The lectures I gave in China were recorded and transcribed. What follows is edited and corrected versions of the transcriptions. As well as removing the oral features of the lectures—the ums and the ers—I have also taken out the thanks to my hosts at the beginning of the lecture, stories and jokes that do not work on the written page even if they might have helped keep the audience engaged, and I have improved the exposition where I thought I was not clear enough or got things wrong. However, the organisation and structure of each lecture follows the spoken version.
I owe a debt of gratitude to many people. Professor Thomas Li Fuyin, invited me to give these lectures, and provided exemplary hospitality during my trip to China. His team of postgraduate students, particularly Jia Hongxia, Li Jinmei, and Du Jing, were very helpful and well organized. I am grateful to the authorities of Professor Li’s university, Beihang University—as well as the other universities in Beijing which hosted these lectures, Beijing Forestry University, Beijing Language and Culture University, Peking University, Tsinghua University, and the University of the Chinese Academy of Sciences—for their practical support and hospitality. The lectures attracted a stimulating audience, and I would like to thank the audience members for their time and for their thoughtful questions. Maarten Frieswijk and Elisa Perotti at Brill have been very patient, and helpful, editors. And I am very grateful to Brill’s indefatigable Production Editor, Fem Eggers. I also owe a debt of gratitude to Dick Hudson who read through the slides and discussed them with me before I travelled to China and who also make helpful comments on the final manuscript submission. The Moray Endowment Fund of the University of Edinburgh gave me a small grant which paid for Yueh-Hsin Kuo to work as a research assistant on this project: I am grateful both to the fund for their support, and to Yueh-Hsin for his work. Finally, I would like to thank my wife, Caroline Lewis (who sadly was not able to travel to Beijing with me as we’d planned), for her support and love.

• _ENTRIES SHOWN_
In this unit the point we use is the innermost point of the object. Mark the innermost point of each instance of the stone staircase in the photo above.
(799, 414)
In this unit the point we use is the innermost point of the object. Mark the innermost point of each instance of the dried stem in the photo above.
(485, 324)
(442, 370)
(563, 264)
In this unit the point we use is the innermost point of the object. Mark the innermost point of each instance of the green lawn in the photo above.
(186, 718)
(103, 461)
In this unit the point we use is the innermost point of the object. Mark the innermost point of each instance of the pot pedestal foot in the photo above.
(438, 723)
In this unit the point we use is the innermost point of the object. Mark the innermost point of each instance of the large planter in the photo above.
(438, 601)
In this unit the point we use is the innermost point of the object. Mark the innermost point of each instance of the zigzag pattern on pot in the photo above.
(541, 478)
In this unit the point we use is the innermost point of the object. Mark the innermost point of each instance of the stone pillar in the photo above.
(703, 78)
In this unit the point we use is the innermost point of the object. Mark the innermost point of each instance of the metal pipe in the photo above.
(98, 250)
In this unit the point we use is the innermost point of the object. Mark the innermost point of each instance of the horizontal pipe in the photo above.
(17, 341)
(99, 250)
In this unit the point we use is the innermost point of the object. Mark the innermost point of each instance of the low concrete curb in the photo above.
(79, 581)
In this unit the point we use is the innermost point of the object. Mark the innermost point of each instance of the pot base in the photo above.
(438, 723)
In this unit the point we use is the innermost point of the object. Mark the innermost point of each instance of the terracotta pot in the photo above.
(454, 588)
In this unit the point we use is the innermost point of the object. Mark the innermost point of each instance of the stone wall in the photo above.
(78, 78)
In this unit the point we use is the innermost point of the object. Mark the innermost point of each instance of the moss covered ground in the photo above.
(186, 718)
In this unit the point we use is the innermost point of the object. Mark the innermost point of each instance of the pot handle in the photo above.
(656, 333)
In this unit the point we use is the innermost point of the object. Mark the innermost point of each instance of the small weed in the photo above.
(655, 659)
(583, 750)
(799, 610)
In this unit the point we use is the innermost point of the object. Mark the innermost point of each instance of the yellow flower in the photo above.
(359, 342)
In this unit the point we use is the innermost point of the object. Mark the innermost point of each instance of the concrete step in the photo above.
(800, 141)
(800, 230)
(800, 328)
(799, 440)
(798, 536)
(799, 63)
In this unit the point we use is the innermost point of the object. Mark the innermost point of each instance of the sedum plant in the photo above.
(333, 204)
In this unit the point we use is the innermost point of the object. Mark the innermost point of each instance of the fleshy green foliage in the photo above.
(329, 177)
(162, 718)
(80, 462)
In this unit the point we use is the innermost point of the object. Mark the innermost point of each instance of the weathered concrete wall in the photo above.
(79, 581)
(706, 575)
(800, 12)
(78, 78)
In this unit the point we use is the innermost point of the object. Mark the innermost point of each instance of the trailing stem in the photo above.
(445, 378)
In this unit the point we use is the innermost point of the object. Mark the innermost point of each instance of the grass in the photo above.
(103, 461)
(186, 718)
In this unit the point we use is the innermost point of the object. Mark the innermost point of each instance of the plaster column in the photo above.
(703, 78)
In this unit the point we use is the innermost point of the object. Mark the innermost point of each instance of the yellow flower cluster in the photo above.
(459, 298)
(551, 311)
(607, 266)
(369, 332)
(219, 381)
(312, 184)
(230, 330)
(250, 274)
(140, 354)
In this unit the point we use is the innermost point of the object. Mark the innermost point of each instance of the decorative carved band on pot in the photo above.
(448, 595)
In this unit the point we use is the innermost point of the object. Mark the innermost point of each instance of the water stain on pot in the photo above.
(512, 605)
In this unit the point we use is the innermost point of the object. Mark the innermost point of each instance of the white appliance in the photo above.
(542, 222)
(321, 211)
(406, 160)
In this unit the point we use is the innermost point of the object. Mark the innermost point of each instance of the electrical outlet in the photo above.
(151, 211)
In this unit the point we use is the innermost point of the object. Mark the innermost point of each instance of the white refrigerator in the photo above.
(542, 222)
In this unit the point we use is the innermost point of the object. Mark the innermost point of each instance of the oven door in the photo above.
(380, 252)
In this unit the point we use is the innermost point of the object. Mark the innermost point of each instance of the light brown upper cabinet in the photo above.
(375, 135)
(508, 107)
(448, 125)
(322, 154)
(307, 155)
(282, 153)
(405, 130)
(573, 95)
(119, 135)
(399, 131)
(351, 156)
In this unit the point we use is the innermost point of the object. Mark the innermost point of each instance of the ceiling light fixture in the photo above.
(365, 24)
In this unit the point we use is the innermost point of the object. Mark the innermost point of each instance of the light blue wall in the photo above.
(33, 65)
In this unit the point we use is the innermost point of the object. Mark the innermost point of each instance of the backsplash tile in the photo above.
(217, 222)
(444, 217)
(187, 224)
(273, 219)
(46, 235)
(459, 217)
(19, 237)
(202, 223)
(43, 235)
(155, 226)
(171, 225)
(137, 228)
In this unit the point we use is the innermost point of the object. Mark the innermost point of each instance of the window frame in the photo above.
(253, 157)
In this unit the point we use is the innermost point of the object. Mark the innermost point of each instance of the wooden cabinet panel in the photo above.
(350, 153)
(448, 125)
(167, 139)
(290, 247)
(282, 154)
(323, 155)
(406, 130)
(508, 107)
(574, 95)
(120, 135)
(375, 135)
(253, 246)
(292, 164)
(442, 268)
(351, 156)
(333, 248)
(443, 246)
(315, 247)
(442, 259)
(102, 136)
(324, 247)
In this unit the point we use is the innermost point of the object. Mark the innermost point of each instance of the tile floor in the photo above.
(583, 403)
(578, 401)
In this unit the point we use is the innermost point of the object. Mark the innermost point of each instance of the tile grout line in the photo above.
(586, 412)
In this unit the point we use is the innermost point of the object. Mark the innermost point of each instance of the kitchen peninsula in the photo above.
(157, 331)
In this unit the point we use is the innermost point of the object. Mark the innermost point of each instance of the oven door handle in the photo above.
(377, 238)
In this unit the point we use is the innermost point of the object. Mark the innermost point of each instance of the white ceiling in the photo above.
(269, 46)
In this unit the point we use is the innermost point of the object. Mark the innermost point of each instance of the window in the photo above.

• _WORK INSTRUCTION 1_
Decide whether each statement below agrees with the preface to the China lectures above. Answer yes or no for each, and quote the words of the preface that settle it.
(a) The written version of each lecture is organized differently from the spoken version.
(b) Dick Hudson went through the slides before the author's trip to China.
(c) Caroline Lewis traveled to Beijing with the author.
• _WORK INSTRUCTION 2_
Carry on the preface to the China lectures above, starting after its final sentence.

• _RESPONSE 1_
(a) No: "the organisation and structure of each lecture follows the spoken version."
(b) Yes: "Dick Hudson who read through the slides and discussed them with me before I travelled to China"
(c) No: "who sadly was not able to travel to Beijing with me as we’d planned"

• _RESPONSE 2_
A note on representational conventions. I use Small Caps for lexical entries or lexemes. I use italics to show examples of utterances. Single ‘quotation marks’ identify the conceptual structures associated with meaning. Double “quotation marks” are reserved for scare quotes and for direct quotations. The labels for syntactic relations such as Subject and semantic relations such as Agent, have a capital letter.
Another complexity is that the word Event is polysemous: it can mean what are sometimes called “eventualities,” including both stative and dynamic verb meanings, and it is also sometimes restricted to the dynamic cases only. I use it in both ways in these lectures, although I have tried to make it clear which interpretation I intend.